*Data lines:*
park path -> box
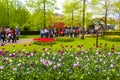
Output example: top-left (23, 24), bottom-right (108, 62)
top-left (5, 38), bottom-right (33, 46)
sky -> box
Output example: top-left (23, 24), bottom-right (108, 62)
top-left (20, 0), bottom-right (64, 14)
top-left (55, 0), bottom-right (64, 14)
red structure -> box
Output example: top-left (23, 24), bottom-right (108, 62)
top-left (54, 22), bottom-right (65, 29)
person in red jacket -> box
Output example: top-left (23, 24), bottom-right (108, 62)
top-left (8, 28), bottom-right (13, 42)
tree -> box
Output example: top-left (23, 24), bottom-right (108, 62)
top-left (81, 0), bottom-right (86, 39)
top-left (63, 0), bottom-right (81, 26)
top-left (113, 0), bottom-right (120, 29)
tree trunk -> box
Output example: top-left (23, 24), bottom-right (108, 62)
top-left (105, 9), bottom-right (108, 31)
top-left (44, 0), bottom-right (46, 28)
top-left (72, 10), bottom-right (74, 26)
top-left (81, 0), bottom-right (85, 39)
top-left (7, 1), bottom-right (9, 26)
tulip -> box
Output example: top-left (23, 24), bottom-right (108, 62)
top-left (53, 65), bottom-right (57, 70)
top-left (0, 66), bottom-right (4, 69)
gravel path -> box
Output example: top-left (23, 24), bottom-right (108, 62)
top-left (5, 38), bottom-right (33, 45)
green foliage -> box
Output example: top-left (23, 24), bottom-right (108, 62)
top-left (103, 35), bottom-right (120, 42)
top-left (56, 37), bottom-right (74, 42)
top-left (22, 23), bottom-right (31, 31)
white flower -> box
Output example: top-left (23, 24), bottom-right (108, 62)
top-left (110, 64), bottom-right (114, 68)
top-left (47, 52), bottom-right (50, 55)
top-left (108, 52), bottom-right (111, 56)
top-left (48, 61), bottom-right (52, 65)
top-left (17, 63), bottom-right (22, 67)
top-left (57, 63), bottom-right (61, 67)
top-left (0, 66), bottom-right (4, 69)
top-left (53, 57), bottom-right (55, 59)
top-left (13, 68), bottom-right (17, 71)
top-left (100, 58), bottom-right (102, 62)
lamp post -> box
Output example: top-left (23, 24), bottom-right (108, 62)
top-left (96, 32), bottom-right (98, 47)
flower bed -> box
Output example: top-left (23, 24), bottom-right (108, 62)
top-left (104, 36), bottom-right (120, 42)
top-left (33, 38), bottom-right (56, 45)
top-left (0, 44), bottom-right (120, 80)
top-left (56, 37), bottom-right (74, 42)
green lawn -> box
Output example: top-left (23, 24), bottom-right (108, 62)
top-left (0, 37), bottom-right (120, 51)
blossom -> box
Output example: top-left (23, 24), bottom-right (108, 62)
top-left (57, 63), bottom-right (61, 67)
top-left (17, 63), bottom-right (22, 67)
top-left (2, 59), bottom-right (7, 63)
top-left (0, 51), bottom-right (2, 56)
top-left (9, 53), bottom-right (15, 58)
top-left (53, 65), bottom-right (57, 70)
top-left (9, 59), bottom-right (12, 63)
top-left (48, 61), bottom-right (52, 65)
top-left (26, 53), bottom-right (30, 57)
top-left (110, 64), bottom-right (114, 68)
top-left (13, 68), bottom-right (17, 71)
top-left (0, 66), bottom-right (4, 69)
top-left (73, 63), bottom-right (80, 67)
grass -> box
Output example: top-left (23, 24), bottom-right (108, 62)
top-left (20, 35), bottom-right (40, 38)
top-left (0, 36), bottom-right (120, 51)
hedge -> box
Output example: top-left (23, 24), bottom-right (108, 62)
top-left (20, 31), bottom-right (40, 35)
top-left (101, 31), bottom-right (120, 36)
top-left (20, 31), bottom-right (120, 36)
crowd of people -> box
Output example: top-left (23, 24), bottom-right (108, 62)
top-left (40, 26), bottom-right (100, 38)
top-left (0, 27), bottom-right (20, 44)
top-left (40, 27), bottom-right (82, 38)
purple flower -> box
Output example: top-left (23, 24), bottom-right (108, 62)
top-left (73, 63), bottom-right (80, 67)
top-left (66, 45), bottom-right (68, 48)
top-left (26, 53), bottom-right (30, 57)
top-left (13, 46), bottom-right (15, 48)
top-left (2, 59), bottom-right (7, 63)
top-left (70, 45), bottom-right (73, 48)
top-left (61, 51), bottom-right (64, 55)
top-left (53, 65), bottom-right (57, 70)
top-left (100, 43), bottom-right (102, 45)
top-left (0, 51), bottom-right (3, 56)
top-left (33, 50), bottom-right (37, 54)
top-left (76, 52), bottom-right (80, 55)
top-left (77, 45), bottom-right (81, 48)
top-left (29, 44), bottom-right (31, 46)
top-left (104, 48), bottom-right (107, 51)
top-left (1, 44), bottom-right (5, 46)
top-left (81, 50), bottom-right (85, 53)
top-left (2, 48), bottom-right (5, 50)
top-left (58, 50), bottom-right (61, 53)
top-left (17, 63), bottom-right (22, 67)
top-left (23, 44), bottom-right (27, 47)
top-left (61, 58), bottom-right (64, 61)
top-left (9, 54), bottom-right (15, 58)
top-left (89, 48), bottom-right (92, 50)
top-left (0, 66), bottom-right (4, 69)
top-left (42, 48), bottom-right (46, 51)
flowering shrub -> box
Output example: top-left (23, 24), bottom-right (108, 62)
top-left (104, 36), bottom-right (120, 42)
top-left (56, 37), bottom-right (74, 42)
top-left (0, 43), bottom-right (120, 80)
top-left (33, 38), bottom-right (56, 45)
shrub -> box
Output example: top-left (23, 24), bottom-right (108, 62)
top-left (57, 37), bottom-right (74, 42)
top-left (104, 36), bottom-right (120, 42)
top-left (33, 38), bottom-right (56, 45)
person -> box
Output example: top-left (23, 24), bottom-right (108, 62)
top-left (1, 28), bottom-right (6, 44)
top-left (49, 28), bottom-right (54, 38)
top-left (40, 28), bottom-right (44, 38)
top-left (12, 29), bottom-right (17, 43)
top-left (65, 28), bottom-right (69, 37)
top-left (8, 28), bottom-right (13, 42)
top-left (15, 26), bottom-right (20, 40)
top-left (44, 28), bottom-right (49, 38)
top-left (70, 28), bottom-right (73, 38)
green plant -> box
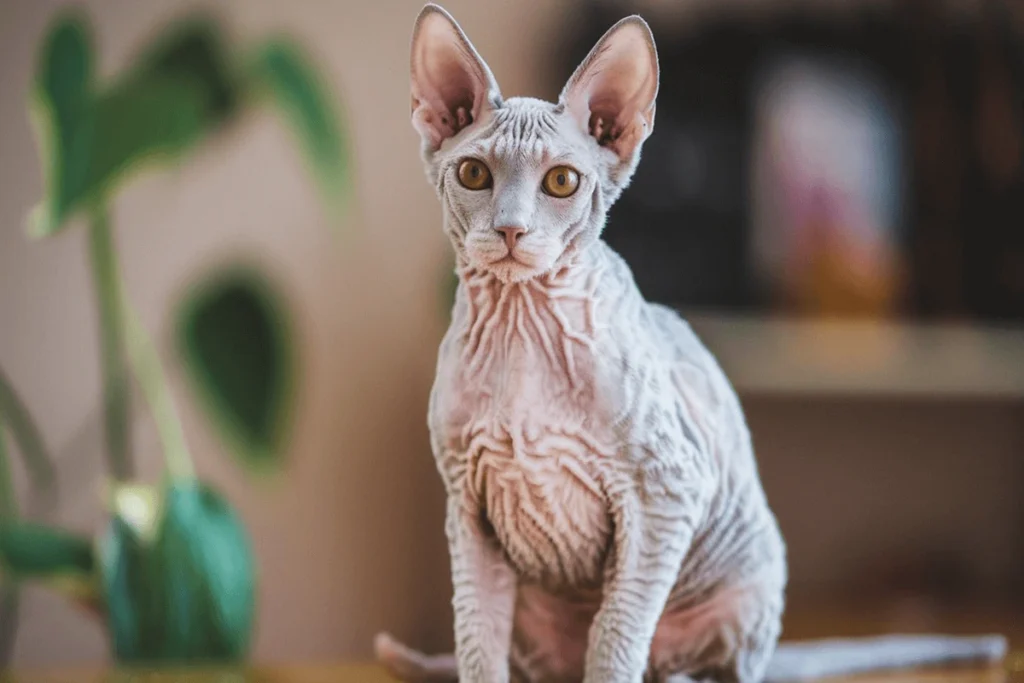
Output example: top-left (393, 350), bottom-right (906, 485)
top-left (0, 10), bottom-right (349, 664)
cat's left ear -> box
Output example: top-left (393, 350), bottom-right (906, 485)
top-left (412, 4), bottom-right (502, 152)
top-left (559, 16), bottom-right (658, 168)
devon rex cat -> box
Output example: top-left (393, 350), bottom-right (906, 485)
top-left (376, 5), bottom-right (1005, 683)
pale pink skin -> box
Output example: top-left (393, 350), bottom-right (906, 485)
top-left (377, 5), bottom-right (1007, 683)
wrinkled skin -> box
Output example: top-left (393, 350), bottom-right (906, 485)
top-left (378, 6), bottom-right (1003, 683)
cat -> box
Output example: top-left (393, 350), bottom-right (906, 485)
top-left (376, 4), bottom-right (1006, 683)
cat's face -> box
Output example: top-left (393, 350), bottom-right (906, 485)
top-left (412, 5), bottom-right (657, 283)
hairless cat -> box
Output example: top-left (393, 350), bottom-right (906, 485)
top-left (376, 5), bottom-right (1006, 683)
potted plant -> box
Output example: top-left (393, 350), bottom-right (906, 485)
top-left (0, 9), bottom-right (349, 665)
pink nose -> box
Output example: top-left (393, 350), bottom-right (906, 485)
top-left (495, 225), bottom-right (526, 249)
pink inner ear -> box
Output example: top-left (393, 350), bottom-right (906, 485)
top-left (563, 24), bottom-right (657, 158)
top-left (413, 14), bottom-right (497, 146)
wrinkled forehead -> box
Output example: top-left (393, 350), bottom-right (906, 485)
top-left (453, 97), bottom-right (588, 167)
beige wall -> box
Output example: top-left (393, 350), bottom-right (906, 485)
top-left (0, 0), bottom-right (1021, 665)
top-left (0, 0), bottom-right (569, 663)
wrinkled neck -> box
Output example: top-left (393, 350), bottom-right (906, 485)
top-left (453, 242), bottom-right (606, 385)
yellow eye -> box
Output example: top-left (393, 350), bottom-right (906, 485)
top-left (459, 159), bottom-right (490, 189)
top-left (544, 166), bottom-right (580, 199)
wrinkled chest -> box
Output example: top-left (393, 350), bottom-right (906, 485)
top-left (468, 443), bottom-right (611, 588)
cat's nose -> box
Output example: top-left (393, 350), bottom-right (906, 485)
top-left (495, 225), bottom-right (526, 249)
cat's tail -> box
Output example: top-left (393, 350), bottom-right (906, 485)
top-left (374, 633), bottom-right (1007, 683)
top-left (765, 635), bottom-right (1007, 683)
top-left (374, 633), bottom-right (459, 683)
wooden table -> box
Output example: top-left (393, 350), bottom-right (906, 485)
top-left (0, 665), bottom-right (1024, 683)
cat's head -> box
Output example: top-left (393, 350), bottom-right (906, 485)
top-left (412, 4), bottom-right (658, 282)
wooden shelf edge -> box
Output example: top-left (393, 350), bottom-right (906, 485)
top-left (676, 306), bottom-right (1024, 400)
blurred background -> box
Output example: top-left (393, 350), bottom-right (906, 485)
top-left (0, 0), bottom-right (1024, 666)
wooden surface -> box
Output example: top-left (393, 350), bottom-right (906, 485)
top-left (0, 595), bottom-right (1024, 683)
top-left (680, 308), bottom-right (1024, 400)
top-left (0, 665), bottom-right (1024, 683)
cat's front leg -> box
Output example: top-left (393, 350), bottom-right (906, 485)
top-left (445, 495), bottom-right (516, 683)
top-left (584, 485), bottom-right (693, 683)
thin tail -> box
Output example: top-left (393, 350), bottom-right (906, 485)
top-left (765, 636), bottom-right (1007, 683)
top-left (374, 633), bottom-right (459, 683)
top-left (374, 633), bottom-right (1007, 683)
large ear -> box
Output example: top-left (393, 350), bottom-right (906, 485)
top-left (559, 16), bottom-right (658, 166)
top-left (412, 4), bottom-right (502, 152)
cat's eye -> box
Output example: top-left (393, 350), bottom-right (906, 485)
top-left (459, 159), bottom-right (490, 189)
top-left (543, 166), bottom-right (580, 199)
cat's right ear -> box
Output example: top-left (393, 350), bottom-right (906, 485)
top-left (412, 4), bottom-right (502, 152)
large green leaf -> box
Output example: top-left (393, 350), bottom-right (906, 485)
top-left (0, 522), bottom-right (98, 609)
top-left (250, 40), bottom-right (350, 224)
top-left (100, 479), bottom-right (255, 664)
top-left (0, 368), bottom-right (56, 493)
top-left (31, 13), bottom-right (238, 236)
top-left (31, 9), bottom-right (93, 239)
top-left (176, 267), bottom-right (295, 469)
top-left (0, 522), bottom-right (94, 579)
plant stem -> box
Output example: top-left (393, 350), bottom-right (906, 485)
top-left (124, 302), bottom-right (195, 478)
top-left (0, 428), bottom-right (17, 524)
top-left (0, 368), bottom-right (56, 497)
top-left (0, 428), bottom-right (18, 669)
top-left (89, 202), bottom-right (133, 480)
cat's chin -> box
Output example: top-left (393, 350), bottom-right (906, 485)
top-left (486, 259), bottom-right (543, 285)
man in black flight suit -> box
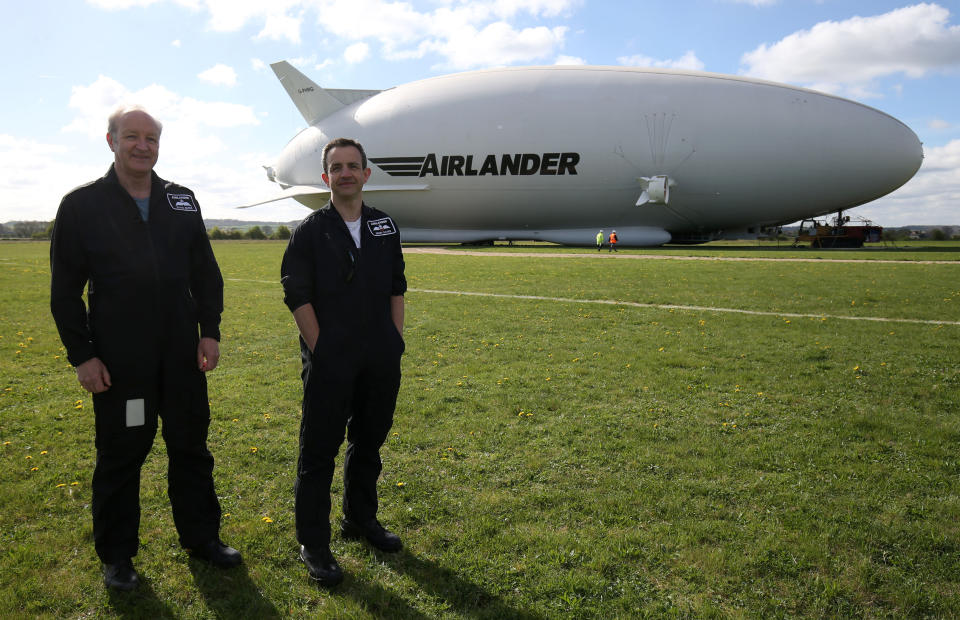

*Direction:*
Could you rewrite everything in the data from the line containing "gravel path -> box" down to the line containing "top-left (100, 58), bottom-right (102, 62)", with "white flower" changed to "white blossom" and nothing else altered, giving only those lines?

*Exercise output:*
gravel path -> box
Output example: top-left (23, 24), bottom-right (108, 62)
top-left (5, 38), bottom-right (33, 45)
green foliage -> box
Output example: top-left (23, 24), bottom-right (108, 62)
top-left (103, 35), bottom-right (120, 42)
top-left (56, 37), bottom-right (74, 42)
top-left (22, 23), bottom-right (31, 31)
white blossom -> box
Output example: top-left (23, 24), bottom-right (108, 62)
top-left (110, 64), bottom-right (114, 68)
top-left (47, 52), bottom-right (50, 55)
top-left (108, 52), bottom-right (111, 56)
top-left (48, 61), bottom-right (52, 65)
top-left (17, 63), bottom-right (22, 67)
top-left (57, 63), bottom-right (61, 67)
top-left (0, 66), bottom-right (4, 69)
top-left (53, 57), bottom-right (55, 59)
top-left (13, 68), bottom-right (17, 71)
top-left (100, 58), bottom-right (102, 62)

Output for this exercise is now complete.